▶ _Task directions_:
In the text on the Women, Peace, and Leadership Symposium, who cohosted the event at IPI?

▶ _Text section_:
-*-
The United Nations Security Council adopted resolution 1325 on Women, Peace, and Security (WPS) almost two decades ago, and over 80 countries have implemented national action plans to carry out the WPS agenda, yet despite these commitments, the status of women’s roles and rights globally are under threat. In conflict resolution processes, for instance, mediators and negotiators are rarely women, and women’s rights are insufficiently reflected in agreements.
IPI’s inaugural Women, Peace, and Leadership Symposium on September 25th focused on the challenges of implementing the WPS agenda in an increasingly restrictive political context, and especially given the upcoming 20th anniversary of Resolution 1325. The event at IPI was cohosted by the Swedish Ministry of Foreign Affairs, and provided a forum for leaders to draw upon the experience of their countries and institutions to lay out an ambitious agenda for this anniversary.
-*-
[Data records]
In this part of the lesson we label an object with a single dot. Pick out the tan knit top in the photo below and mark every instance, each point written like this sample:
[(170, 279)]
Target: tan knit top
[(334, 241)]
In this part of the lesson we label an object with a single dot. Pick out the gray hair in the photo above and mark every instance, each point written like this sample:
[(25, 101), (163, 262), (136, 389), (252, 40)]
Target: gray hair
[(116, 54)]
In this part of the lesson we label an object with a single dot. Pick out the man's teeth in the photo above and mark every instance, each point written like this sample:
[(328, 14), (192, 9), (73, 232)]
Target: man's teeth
-*-
▶ _Answer to this exercise_:
The Swedish Ministry of Foreign Affairs